start Text passage
问题
I have a question that seems to have been asked before, but is a bit different. I'm trying to scrape data from this website but the problem is that is seems like it's loaded with AJAX. Because of that my application is unable to find the id's and classes in the HTML that I'm looking for.
You can reproduce this by inspecting an element or viewing the source. Whilst viewing the source I'm seeing a lot less than whilst inspecting an element.
I thought that I could track down the file that contains the AJAX to load this html by pressing F12, going to the network tab and selecting XHR, but I'm unable to find it.
My question is: how do I retrieve this data or find out what file is used to collect the data?
An example of my code (I'm unable to find the Timetable_toolbar_elementSelect_popup0
):
private async Task GetHtmlDocument(string url)
{
HttpWebRequest request = (HttpWebRequest)HttpWebRequest.Create(url);
//request.Credentials = new LoginCredentials().Credentials;
try
{
WebResponse myResponse = await request.GetResponseAsync();
HtmlDocument htmlDoc = new HtmlDocument();
htmlDoc.OptionFixNestedTags = true;
htmlDoc.Load(myResponse.GetResponseStream());
var test = htmlDoc.GetElementbyId("Timetable_toolbar_elementSelect_popup0");
}
catch (Exception e)
{
}
}
回答1:
Solution where you call the ajax method using a webrequest.
So I got bored and figured most of it out. What is missing below is how to identify the Klase by id. The below example will fetch the klase '1GLD'. The reason why we need cookies is in order for the request to know which school we are fetching the Klase from. Also the below code only returns JSON - and not HTML since it is an ajax method we call.
CookieContainer cookies = new CookieContainer();
try
{
string webAddr = "https://roosters.windesheim.nl/";
var httpWebRequest = (HttpWebRequest)WebRequest.Create(webAddr);
httpWebRequest.ContentType = "application/json; charset=utf-8";
httpWebRequest.Method = "POST";
httpWebRequest.CookieContainer = cookies;
httpWebRequest.AutomaticDecompression = DecompressionMethods.GZip | DecompressionMethods.Deflate;
httpWebRequest.Headers.Add("X-Requested-With", "XMLHttpRequest");
var httpResponse = (HttpWebResponse)httpWebRequest.GetResponse();
using (var streamReader = new StreamReader(httpResponse.GetResponseStream()))
{
cookies.Add(httpWebRequest.CookieContainer.GetCookies(httpWebRequest.RequestUri));
}
}
catch (WebException ex)
{
Console.WriteLine(ex.Message);
}
//According to my web debugger the cookie will last until the 10th of December. So need to fix a new cookie until then.
end Text passage
→ **Set exercise a**: Update the records by replacing "a point per instance" with "one point for each instance" wherever it occurs, leaving everything else unchanged.
The records have no connection to the forum thread above.
start Dataset excerpts
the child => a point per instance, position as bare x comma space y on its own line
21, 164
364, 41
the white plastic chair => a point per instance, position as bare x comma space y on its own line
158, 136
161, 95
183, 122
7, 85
end Dataset excerpts
→ **Set exercise b**: Write out word for word the portion of the forum thread between "You can reproduce" and "to find it.", inclusive.

→ **Final answer a**:
the child => one point for each instance, position as bare x comma space y on its own line
21, 164
364, 41
the white plastic chair => one point for each instance, position as bare x comma space y on its own line
158, 136
161, 95
183, 122
7, 85

→ **Final answer b**:
You can reproduce this by inspecting an element or viewing the source. Whilst viewing the source I'm seeing a lot less than whilst inspecting an element.
I thought that I could track down the file that contains the AJAX to load this html by pressing F12, going to the network tab and selecting XHR, but I'm unable to find it.